- Labeled shape records
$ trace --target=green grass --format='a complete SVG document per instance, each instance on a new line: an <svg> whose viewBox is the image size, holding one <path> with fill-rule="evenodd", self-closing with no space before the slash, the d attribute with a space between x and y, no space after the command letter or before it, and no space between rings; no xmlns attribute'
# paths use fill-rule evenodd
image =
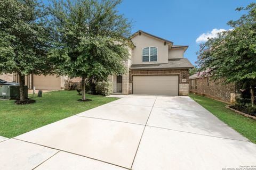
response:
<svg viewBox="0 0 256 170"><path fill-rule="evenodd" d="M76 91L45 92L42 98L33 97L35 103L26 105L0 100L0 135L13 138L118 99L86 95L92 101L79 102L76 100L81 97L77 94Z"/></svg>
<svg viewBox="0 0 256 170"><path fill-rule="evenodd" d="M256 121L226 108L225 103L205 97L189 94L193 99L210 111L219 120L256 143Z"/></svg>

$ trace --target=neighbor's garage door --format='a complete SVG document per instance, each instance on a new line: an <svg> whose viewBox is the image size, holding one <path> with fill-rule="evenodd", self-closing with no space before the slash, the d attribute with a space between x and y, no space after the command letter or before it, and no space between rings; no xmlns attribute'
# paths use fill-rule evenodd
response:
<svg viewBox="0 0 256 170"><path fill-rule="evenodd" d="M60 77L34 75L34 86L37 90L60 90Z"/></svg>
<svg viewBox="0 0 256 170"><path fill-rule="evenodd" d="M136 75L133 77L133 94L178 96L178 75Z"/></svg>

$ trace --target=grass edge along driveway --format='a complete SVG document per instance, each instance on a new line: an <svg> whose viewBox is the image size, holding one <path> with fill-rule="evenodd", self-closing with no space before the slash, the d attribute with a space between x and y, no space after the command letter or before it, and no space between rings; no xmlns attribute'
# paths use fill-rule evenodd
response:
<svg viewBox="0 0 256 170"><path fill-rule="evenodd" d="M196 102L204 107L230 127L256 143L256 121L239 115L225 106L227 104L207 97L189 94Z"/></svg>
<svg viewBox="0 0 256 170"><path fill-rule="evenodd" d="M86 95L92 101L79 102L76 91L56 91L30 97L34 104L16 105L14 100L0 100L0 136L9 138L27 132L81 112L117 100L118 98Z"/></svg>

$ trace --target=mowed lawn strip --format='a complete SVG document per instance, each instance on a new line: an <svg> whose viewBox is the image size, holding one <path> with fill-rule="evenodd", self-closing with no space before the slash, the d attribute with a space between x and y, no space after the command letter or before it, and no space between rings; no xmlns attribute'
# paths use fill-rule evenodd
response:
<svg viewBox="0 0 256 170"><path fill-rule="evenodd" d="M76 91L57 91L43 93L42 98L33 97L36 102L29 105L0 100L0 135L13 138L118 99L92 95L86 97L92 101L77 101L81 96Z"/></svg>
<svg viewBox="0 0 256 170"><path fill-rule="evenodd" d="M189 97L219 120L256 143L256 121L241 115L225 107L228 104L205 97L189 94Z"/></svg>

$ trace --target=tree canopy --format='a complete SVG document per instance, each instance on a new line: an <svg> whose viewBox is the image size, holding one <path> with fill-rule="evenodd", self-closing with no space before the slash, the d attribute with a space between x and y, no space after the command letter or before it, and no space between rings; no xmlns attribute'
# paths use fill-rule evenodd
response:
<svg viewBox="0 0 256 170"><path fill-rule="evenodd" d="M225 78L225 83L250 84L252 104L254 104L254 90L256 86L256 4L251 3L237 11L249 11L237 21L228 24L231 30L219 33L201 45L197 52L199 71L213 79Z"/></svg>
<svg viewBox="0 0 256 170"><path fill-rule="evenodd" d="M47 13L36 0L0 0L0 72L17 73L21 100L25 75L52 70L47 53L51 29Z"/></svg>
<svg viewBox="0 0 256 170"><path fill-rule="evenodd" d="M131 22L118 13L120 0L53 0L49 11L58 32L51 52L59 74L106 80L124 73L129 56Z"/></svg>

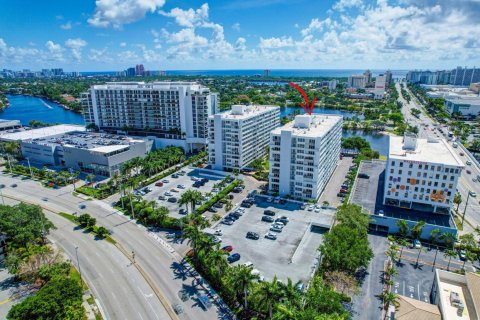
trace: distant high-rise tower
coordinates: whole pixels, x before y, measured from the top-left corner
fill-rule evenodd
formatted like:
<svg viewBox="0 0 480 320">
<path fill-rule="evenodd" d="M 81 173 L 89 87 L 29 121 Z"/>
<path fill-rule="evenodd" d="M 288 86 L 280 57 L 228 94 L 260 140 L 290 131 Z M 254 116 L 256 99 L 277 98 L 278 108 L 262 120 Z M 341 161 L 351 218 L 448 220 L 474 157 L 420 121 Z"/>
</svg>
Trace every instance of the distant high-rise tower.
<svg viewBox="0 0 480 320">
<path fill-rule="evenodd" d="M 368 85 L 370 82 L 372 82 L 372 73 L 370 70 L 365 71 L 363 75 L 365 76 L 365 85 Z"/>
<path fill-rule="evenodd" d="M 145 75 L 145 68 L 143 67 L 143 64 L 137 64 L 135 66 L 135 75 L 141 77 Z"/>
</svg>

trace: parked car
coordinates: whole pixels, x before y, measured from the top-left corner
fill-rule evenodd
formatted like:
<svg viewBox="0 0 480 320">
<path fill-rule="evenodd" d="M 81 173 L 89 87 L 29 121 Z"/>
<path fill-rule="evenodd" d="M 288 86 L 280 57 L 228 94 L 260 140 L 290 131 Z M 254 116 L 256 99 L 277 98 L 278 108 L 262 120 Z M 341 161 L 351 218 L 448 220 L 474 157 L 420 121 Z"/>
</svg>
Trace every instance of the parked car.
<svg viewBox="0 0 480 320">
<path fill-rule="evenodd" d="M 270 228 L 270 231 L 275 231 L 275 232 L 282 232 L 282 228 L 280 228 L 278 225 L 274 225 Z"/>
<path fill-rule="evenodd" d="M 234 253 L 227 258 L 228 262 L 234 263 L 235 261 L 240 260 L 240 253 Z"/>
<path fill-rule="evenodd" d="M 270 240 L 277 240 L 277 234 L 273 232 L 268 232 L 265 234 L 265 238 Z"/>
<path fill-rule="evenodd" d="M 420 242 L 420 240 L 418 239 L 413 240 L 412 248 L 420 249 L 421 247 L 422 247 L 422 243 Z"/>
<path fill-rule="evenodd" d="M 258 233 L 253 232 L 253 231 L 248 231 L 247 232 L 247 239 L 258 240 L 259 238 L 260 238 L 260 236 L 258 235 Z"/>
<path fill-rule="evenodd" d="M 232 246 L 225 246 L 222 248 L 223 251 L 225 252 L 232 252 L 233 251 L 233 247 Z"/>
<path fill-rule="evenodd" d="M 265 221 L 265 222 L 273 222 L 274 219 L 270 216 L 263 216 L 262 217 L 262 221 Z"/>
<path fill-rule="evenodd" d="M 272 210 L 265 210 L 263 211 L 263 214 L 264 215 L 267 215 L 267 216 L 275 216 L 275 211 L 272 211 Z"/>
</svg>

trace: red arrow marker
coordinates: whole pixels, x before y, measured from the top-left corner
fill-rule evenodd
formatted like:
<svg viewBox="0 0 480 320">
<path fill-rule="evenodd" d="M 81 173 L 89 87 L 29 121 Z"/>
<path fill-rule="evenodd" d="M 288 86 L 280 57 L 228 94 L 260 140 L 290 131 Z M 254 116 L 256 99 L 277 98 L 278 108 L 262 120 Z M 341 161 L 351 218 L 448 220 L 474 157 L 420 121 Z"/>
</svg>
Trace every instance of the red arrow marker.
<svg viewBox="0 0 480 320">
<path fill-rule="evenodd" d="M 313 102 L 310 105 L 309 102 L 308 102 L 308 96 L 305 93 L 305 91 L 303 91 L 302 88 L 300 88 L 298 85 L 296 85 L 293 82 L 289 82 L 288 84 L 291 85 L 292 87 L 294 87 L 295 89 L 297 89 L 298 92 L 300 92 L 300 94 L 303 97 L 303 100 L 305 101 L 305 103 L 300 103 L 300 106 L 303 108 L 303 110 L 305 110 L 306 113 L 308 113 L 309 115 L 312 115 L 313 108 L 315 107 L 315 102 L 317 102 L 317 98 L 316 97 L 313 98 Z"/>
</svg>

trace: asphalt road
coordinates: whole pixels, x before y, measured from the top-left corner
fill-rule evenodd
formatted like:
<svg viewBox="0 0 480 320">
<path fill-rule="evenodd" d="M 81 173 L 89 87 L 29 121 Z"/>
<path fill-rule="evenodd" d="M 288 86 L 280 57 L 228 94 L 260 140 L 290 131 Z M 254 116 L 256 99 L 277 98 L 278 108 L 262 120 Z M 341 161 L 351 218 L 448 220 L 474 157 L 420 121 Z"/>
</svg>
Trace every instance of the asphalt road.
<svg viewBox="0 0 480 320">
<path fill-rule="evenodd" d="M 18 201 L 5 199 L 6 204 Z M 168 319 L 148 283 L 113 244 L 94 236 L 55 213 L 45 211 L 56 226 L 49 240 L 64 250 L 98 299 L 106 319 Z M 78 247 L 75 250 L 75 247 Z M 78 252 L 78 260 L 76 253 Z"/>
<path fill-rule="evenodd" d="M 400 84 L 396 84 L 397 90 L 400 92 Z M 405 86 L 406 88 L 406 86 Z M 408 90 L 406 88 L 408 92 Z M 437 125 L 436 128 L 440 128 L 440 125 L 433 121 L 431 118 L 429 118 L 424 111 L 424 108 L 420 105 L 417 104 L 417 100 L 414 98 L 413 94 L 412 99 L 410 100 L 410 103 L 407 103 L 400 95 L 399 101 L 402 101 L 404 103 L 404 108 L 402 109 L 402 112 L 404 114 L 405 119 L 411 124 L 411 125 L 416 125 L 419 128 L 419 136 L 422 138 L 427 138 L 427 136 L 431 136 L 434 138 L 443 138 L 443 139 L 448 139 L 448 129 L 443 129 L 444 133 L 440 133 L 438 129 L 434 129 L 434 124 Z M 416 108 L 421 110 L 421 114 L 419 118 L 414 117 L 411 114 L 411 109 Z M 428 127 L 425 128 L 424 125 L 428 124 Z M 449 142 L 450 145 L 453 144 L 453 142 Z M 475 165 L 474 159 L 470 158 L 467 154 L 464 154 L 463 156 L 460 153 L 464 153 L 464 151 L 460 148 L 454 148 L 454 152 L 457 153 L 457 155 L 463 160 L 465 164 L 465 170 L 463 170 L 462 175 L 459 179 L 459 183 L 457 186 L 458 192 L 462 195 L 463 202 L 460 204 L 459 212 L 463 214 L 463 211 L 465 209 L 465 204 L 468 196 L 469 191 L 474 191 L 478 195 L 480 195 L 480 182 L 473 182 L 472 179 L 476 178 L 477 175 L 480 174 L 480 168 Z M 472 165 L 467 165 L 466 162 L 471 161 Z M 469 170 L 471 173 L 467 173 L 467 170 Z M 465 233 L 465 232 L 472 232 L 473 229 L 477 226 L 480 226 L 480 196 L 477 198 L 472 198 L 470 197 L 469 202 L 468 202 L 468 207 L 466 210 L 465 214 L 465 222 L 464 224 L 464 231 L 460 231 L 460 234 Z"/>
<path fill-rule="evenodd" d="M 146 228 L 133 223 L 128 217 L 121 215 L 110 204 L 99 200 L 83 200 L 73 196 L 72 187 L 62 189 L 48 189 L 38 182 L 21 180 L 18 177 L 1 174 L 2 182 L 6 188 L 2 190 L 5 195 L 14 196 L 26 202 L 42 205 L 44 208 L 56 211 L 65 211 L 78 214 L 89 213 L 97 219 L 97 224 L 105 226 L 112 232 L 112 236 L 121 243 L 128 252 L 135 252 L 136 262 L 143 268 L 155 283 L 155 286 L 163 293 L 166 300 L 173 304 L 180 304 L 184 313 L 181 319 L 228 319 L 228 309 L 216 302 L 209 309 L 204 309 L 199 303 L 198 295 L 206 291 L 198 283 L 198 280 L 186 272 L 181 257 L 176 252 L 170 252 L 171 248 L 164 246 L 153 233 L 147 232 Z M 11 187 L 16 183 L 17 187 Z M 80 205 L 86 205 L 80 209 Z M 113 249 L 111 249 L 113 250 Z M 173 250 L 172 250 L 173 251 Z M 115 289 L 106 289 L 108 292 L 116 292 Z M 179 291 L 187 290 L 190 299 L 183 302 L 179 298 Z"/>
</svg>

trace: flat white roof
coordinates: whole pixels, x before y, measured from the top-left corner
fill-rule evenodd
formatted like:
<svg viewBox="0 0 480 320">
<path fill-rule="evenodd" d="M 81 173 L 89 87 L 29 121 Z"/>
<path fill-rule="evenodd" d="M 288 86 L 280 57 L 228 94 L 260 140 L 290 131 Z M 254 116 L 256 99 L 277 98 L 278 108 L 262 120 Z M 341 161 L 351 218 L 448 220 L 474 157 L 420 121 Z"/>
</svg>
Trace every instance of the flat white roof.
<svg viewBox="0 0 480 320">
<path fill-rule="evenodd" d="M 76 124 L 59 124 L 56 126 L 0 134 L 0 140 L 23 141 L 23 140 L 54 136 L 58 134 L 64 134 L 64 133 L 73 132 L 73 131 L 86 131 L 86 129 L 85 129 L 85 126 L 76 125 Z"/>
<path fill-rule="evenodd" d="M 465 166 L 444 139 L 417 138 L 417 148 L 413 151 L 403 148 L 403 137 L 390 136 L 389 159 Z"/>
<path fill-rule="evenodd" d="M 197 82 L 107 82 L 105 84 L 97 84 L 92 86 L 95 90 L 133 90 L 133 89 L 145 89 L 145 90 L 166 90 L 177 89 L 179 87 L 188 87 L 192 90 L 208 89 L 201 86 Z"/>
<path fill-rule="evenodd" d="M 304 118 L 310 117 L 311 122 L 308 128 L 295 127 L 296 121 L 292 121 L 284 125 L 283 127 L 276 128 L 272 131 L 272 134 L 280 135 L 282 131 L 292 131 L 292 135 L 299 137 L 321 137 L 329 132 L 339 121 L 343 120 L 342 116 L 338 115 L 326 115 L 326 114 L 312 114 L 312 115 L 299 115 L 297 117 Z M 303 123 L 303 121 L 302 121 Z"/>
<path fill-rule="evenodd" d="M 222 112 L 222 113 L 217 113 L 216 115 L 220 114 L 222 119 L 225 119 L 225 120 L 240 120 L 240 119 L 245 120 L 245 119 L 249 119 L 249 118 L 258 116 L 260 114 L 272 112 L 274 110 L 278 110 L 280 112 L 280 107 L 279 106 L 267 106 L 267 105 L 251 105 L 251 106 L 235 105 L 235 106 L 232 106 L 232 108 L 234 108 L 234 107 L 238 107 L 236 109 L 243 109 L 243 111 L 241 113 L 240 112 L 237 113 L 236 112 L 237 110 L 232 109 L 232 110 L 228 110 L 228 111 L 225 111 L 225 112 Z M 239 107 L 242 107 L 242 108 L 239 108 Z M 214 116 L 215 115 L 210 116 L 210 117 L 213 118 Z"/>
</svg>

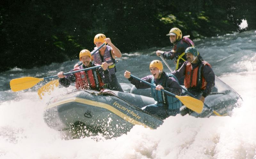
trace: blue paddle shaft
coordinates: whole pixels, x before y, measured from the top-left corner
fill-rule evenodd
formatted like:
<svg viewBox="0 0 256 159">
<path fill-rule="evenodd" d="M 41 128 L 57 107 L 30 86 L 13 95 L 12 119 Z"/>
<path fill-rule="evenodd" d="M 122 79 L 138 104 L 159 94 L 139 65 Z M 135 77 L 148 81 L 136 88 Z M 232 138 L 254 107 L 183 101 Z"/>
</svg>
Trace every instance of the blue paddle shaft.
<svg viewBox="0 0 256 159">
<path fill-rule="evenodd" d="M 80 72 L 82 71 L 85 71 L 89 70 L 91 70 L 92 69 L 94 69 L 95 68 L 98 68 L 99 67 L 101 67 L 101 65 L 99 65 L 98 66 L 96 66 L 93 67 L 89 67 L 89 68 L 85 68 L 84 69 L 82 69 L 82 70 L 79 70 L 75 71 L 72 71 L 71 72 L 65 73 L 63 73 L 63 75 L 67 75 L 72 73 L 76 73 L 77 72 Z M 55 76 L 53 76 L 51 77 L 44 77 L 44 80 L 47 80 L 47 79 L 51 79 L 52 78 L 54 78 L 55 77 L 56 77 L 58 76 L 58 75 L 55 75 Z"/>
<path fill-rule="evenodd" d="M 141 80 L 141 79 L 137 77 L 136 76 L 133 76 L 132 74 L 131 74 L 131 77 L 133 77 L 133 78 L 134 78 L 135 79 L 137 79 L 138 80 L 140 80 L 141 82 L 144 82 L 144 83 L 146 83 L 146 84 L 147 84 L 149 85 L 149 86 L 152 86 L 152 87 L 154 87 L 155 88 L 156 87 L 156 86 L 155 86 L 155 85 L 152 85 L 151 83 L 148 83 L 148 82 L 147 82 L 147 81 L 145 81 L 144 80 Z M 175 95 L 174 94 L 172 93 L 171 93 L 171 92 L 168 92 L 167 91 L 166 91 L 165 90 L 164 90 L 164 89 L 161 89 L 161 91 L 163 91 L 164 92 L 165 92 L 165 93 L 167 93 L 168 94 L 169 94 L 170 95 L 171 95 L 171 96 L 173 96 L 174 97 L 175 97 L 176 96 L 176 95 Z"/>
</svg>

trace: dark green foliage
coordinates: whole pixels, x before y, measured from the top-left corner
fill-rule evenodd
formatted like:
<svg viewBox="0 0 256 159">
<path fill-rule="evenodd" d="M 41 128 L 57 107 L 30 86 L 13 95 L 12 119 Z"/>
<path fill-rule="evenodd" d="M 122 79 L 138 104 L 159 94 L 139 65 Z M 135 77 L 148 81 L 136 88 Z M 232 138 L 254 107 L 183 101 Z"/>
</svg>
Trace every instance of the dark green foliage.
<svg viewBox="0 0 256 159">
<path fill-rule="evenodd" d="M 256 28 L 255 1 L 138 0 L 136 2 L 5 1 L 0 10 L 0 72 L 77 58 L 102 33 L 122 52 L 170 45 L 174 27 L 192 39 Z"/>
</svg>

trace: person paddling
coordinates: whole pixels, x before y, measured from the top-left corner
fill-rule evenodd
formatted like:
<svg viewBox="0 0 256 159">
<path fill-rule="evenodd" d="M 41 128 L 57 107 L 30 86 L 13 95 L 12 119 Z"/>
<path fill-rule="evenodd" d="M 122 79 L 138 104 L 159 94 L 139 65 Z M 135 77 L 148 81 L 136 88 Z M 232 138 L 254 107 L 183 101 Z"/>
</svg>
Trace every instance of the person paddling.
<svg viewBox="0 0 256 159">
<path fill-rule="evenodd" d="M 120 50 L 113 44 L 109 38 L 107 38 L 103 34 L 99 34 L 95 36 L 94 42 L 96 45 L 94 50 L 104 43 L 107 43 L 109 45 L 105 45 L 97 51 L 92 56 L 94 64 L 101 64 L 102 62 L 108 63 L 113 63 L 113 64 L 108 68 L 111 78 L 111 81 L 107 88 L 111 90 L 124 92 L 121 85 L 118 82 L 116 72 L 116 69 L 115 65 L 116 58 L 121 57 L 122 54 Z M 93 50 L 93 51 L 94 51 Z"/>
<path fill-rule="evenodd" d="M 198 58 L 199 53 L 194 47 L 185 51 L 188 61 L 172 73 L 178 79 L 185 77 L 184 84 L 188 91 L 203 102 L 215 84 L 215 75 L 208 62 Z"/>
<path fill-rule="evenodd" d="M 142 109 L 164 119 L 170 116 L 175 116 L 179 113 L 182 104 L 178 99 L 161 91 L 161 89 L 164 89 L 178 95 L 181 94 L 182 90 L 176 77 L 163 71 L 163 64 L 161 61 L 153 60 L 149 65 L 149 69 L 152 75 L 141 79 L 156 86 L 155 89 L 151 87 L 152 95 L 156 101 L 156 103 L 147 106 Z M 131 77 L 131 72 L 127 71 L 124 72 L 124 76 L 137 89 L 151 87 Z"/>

- Task statement
Format the lines of the listing above, starting at the line containing "trace --target=tree canopy" and ending at the line containing "22L118 13L120 0L53", as a JSON list of strings with one string per line and blank lines omitted.

- Complete answer
[
  "$ trace --target=tree canopy --format='a complete SVG document per instance, each instance on a new line: an <svg> whose viewBox is the image size, holding one <path> with fill-rule=\"evenodd\", self-closing with no space before the slash, the d attribute with a space between x and y, no space after the command letter or before it, and no space between rings; no xmlns attribute'",
  "# paths use fill-rule evenodd",
  "response:",
  "<svg viewBox=\"0 0 256 170\"><path fill-rule=\"evenodd\" d=\"M225 78L225 83L250 84L252 104L254 104L254 90L256 86L256 4L251 3L237 11L249 11L237 21L228 24L231 30L219 33L201 45L197 52L199 71L213 79Z\"/></svg>",
  "<svg viewBox=\"0 0 256 170\"><path fill-rule=\"evenodd\" d=\"M47 13L36 0L0 0L0 72L17 73L21 100L25 75L52 70L47 53L51 29Z\"/></svg>",
  "<svg viewBox=\"0 0 256 170\"><path fill-rule=\"evenodd\" d=\"M131 22L118 13L120 0L53 0L49 11L58 32L51 52L59 74L106 80L124 73L129 56Z\"/></svg>"
]